Set exercise: The report below covers the Tunisian president's remarks about sub-Saharan migrants. Using that report, explain in one to three sentences why the foreign minister ruled out an apology.

Saied and his government deny his remarks were racist. At issue are his comments last week, when he called for urgent measures against what he called "hordes" of sub-Saharan migrants. He urged Tunisian security forces to halt illegal immigration and has described the migrant influx as a conspiracy to change the North African country's democratic makeup.
Saied's remarks have sparked an uproar and criticism from the African Union. Hundreds protested in Tunis on February 25.
Speaking to Agence France-Presse Monday, Tunisian Foreign Minister Nabil Amar said authorities were trying to reassure sub-Saharan Africans. There was no question of apologizing, he said, as the government hadn't attacked anyone.
But Africans living in Tunisia say they are facing a surge of racist acts.
Christian Kwongang from Cameroon, heads AESAT, an African student association in Tunisia. He said fellow students and other African migrants have been targeted in arbitrary arrests, physical attacks and slurs, including on social media. Many want to leave the country.
Sub-Saharan African workers are reportedly losing their jobs and getting kicked out of rented homes. Black Tunisians, who make up about 10% of the country's population, are also targeted in racist attacks.
"What we are seeing right now is really an increase of violence against sub-Saharan violence or students, and, really, a climate of fear," said Salsabil Chellali, Tunisia's office director for Human Rights watch. "People are scared to go out from their houses, scared to go to work."
Chellali said while racism is not new in Tunisia, the president's statements have inflamed things.

Entries shown:
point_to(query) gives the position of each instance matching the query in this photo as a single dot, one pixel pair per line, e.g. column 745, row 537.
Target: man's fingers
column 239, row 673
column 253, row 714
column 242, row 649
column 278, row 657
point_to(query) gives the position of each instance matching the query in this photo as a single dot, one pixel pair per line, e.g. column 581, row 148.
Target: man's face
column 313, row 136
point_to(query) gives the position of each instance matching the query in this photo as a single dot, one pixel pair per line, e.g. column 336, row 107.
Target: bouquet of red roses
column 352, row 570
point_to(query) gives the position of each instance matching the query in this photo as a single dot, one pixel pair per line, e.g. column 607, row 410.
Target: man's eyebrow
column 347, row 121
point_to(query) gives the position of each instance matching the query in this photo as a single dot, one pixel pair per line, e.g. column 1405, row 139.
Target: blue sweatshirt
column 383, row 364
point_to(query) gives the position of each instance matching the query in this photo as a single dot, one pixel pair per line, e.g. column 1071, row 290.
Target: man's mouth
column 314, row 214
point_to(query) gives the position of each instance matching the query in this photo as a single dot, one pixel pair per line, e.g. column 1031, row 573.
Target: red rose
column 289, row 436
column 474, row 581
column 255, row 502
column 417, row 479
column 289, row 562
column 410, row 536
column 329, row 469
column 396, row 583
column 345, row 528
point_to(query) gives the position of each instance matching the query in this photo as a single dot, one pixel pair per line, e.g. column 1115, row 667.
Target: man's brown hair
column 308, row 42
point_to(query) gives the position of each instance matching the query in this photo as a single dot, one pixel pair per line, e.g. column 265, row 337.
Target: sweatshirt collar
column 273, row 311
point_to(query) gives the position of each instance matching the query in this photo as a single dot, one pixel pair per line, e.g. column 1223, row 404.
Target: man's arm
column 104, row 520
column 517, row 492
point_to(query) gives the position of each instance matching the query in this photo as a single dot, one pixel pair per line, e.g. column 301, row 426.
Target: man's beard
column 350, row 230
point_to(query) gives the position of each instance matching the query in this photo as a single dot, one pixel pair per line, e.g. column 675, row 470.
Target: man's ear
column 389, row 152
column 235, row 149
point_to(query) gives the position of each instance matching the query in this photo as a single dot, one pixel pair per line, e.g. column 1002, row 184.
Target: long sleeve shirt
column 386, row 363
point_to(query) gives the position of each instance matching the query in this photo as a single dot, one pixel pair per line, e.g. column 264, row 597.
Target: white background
...
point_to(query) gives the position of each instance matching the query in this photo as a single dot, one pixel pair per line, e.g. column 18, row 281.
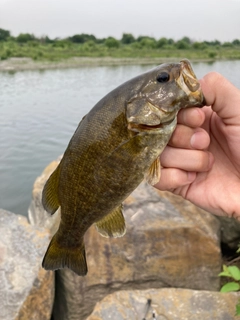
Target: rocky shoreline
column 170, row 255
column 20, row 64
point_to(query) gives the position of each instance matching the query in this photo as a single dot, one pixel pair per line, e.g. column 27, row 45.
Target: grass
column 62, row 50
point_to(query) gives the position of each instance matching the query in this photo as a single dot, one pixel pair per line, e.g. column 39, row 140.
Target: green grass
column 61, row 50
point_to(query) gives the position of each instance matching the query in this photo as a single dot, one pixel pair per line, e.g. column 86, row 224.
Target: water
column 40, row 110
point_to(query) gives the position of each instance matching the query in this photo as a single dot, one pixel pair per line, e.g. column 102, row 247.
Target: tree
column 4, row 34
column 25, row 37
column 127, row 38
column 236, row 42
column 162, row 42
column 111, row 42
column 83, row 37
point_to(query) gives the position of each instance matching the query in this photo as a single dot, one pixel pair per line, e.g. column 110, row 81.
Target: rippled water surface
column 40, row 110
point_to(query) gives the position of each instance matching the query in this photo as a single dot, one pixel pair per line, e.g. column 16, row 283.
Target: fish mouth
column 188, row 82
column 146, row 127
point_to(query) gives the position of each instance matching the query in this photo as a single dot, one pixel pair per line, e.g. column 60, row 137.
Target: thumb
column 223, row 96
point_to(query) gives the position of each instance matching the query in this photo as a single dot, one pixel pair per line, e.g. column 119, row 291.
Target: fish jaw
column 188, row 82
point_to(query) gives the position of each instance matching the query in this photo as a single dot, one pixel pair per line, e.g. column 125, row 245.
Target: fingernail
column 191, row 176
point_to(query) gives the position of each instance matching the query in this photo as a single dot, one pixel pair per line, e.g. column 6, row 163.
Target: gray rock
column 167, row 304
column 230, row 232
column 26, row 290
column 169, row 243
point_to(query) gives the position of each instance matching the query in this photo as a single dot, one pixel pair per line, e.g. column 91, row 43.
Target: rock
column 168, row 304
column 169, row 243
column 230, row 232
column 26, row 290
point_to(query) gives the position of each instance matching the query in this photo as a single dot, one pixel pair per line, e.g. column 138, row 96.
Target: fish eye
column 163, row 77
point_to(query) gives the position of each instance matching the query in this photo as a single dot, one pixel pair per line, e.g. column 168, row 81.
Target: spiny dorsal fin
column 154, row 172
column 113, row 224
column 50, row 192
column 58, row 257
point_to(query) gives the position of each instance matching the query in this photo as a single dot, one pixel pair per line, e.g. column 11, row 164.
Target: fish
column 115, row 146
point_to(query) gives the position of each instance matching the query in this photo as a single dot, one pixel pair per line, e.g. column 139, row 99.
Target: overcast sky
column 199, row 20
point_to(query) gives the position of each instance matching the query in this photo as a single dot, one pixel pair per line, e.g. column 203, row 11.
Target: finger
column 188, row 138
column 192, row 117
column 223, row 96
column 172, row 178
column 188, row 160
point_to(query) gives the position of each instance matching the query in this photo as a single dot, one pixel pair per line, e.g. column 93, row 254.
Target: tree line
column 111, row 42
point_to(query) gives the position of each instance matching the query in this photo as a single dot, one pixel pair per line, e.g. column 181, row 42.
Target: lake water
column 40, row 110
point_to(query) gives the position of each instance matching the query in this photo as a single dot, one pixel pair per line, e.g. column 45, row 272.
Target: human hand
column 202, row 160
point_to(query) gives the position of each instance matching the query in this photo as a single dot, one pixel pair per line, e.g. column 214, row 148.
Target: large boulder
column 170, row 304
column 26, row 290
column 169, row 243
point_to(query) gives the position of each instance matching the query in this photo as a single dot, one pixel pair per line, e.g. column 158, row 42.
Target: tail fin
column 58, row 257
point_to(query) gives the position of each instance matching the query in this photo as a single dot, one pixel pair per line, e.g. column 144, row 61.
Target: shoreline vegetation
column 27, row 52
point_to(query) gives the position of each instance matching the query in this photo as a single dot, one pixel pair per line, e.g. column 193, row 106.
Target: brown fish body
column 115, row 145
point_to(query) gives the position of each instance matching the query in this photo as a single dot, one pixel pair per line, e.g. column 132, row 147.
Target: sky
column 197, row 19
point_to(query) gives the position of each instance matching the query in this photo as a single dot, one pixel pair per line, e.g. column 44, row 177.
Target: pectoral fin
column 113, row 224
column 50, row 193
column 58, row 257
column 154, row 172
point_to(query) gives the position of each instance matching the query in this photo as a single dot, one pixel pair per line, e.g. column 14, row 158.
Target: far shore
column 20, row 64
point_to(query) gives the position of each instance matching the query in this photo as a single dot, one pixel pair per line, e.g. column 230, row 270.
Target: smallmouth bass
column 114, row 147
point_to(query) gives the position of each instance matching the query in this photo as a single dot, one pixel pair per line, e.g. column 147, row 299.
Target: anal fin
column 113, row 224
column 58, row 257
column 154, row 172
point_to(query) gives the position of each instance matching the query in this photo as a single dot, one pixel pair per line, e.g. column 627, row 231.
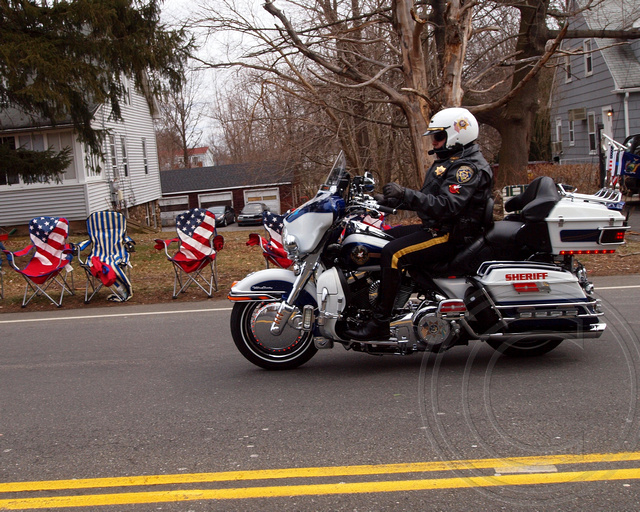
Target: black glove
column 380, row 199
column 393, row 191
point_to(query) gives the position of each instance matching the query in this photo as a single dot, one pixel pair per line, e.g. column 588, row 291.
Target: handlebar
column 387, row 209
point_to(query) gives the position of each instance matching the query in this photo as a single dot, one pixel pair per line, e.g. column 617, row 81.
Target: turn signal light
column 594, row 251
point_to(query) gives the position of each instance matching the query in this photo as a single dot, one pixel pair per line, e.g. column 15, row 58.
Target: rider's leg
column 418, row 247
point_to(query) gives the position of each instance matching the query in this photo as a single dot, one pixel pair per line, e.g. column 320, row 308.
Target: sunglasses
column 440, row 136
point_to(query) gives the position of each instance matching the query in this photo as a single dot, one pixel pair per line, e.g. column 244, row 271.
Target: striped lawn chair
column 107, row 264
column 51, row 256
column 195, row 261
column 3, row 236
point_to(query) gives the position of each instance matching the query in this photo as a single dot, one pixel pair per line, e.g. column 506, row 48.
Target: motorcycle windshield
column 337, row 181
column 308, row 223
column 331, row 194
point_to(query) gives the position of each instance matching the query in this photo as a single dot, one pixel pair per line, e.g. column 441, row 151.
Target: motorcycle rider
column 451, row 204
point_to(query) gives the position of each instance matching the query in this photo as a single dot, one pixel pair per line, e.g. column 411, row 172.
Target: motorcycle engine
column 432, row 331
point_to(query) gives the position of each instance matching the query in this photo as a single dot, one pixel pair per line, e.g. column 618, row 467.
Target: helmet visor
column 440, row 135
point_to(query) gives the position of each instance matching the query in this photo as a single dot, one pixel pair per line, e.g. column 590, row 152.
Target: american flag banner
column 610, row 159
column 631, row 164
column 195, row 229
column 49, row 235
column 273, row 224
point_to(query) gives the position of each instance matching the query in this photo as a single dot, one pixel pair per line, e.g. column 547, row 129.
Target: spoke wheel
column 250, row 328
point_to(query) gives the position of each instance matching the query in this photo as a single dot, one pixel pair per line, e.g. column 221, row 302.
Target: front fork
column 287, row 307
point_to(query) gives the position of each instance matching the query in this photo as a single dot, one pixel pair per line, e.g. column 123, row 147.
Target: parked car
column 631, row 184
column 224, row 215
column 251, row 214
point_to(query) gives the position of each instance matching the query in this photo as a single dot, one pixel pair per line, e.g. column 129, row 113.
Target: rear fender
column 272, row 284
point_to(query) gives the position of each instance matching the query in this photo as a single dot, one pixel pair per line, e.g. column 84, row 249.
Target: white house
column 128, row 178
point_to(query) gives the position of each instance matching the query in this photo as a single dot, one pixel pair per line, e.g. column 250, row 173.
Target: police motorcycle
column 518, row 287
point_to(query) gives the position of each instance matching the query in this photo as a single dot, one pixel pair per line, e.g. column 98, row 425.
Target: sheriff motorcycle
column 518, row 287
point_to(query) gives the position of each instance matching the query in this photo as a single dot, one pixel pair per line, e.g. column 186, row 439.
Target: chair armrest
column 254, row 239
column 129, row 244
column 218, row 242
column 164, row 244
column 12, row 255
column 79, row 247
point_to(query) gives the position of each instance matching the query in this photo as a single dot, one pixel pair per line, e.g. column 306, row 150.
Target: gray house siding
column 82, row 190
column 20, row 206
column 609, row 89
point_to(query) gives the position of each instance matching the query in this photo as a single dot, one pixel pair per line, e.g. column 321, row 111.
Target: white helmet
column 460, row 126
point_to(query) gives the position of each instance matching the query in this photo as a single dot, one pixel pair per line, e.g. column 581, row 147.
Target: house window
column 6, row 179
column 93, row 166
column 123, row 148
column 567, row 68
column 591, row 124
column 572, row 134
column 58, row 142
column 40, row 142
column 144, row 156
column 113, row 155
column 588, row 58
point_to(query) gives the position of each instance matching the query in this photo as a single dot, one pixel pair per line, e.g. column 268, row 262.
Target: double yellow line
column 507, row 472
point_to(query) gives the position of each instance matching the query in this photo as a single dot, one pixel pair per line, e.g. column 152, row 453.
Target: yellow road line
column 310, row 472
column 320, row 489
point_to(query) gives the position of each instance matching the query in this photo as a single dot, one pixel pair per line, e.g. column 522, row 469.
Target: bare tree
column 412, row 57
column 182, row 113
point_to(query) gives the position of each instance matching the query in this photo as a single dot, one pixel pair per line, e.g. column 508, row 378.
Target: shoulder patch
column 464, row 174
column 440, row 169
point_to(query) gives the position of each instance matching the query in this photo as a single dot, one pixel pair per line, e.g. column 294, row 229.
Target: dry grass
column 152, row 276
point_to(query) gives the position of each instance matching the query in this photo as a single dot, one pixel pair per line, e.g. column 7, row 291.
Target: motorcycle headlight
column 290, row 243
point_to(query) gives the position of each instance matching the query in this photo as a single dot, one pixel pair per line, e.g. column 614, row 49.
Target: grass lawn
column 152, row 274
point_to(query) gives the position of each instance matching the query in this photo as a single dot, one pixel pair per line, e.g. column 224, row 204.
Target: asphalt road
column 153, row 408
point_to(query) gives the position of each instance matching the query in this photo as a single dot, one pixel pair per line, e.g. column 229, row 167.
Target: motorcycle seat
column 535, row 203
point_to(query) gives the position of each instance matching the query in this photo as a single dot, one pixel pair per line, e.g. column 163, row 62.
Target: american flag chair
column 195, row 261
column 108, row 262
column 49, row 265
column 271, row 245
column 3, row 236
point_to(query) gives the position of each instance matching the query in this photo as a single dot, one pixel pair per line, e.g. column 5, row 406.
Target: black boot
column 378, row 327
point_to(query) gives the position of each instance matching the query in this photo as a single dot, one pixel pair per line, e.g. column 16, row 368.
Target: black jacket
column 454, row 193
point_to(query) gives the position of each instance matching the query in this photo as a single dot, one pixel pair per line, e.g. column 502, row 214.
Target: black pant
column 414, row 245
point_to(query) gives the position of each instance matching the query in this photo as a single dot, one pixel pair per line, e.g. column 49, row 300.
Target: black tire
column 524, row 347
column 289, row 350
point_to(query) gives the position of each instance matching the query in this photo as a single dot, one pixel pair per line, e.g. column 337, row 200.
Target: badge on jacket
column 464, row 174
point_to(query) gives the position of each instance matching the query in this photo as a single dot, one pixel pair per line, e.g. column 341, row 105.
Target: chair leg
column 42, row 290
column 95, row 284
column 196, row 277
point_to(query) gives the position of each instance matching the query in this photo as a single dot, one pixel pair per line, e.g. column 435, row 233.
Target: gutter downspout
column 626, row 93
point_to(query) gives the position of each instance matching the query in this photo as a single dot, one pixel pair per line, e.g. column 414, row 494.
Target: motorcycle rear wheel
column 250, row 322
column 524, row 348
--
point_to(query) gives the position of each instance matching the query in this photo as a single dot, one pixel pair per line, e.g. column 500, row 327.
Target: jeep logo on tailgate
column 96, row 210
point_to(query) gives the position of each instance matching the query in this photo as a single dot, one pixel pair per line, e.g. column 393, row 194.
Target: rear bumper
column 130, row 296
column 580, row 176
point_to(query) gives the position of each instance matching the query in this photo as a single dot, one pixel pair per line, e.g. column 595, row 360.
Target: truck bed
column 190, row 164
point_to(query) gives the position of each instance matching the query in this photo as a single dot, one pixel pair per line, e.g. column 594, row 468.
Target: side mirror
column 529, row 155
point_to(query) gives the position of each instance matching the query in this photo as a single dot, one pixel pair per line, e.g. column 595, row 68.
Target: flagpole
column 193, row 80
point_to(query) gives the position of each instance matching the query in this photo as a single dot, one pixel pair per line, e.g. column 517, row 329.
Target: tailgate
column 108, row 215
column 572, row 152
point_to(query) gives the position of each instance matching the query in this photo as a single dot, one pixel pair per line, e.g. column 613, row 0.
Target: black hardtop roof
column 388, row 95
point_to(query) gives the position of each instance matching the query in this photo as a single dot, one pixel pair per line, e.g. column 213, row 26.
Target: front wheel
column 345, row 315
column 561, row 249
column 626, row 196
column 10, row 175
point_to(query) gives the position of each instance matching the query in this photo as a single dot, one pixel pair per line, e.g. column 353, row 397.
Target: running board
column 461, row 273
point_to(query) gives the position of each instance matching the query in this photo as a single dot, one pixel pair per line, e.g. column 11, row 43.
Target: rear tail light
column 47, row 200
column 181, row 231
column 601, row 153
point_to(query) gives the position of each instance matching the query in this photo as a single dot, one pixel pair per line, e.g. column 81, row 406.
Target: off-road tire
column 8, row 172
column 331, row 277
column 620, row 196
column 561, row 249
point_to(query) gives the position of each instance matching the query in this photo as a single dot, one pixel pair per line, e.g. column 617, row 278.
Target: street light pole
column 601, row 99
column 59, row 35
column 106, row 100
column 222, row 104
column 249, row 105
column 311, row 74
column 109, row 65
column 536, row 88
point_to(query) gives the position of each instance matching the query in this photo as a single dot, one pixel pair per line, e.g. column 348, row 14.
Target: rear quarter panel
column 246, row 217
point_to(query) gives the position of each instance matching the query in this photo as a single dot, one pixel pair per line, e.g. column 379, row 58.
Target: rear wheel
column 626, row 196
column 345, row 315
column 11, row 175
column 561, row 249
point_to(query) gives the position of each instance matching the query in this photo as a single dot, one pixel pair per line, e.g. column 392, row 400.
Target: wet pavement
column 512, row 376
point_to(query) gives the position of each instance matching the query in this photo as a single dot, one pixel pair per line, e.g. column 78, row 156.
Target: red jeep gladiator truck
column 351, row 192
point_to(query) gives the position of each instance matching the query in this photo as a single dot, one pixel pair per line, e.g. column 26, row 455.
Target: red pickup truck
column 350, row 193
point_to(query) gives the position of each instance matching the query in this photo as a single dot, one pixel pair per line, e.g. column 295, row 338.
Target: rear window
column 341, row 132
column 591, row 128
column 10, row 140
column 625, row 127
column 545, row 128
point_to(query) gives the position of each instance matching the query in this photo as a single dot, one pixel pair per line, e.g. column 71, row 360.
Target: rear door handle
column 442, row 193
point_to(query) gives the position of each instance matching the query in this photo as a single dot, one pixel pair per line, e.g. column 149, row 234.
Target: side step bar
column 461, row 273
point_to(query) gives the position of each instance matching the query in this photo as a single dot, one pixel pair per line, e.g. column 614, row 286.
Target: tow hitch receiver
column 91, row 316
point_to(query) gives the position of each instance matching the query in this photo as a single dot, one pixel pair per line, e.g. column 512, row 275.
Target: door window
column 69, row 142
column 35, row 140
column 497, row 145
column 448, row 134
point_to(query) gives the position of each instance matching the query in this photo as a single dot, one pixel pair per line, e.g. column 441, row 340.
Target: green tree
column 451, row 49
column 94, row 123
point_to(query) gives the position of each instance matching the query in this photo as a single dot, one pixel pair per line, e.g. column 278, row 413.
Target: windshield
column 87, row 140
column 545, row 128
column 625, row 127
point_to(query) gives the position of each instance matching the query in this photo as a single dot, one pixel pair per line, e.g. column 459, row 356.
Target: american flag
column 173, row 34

Written solution: Tunisian Foreign Minister Nabil Amar told Agence France-Presse that there was no question of apologizing because the government hadn't attacked anyone.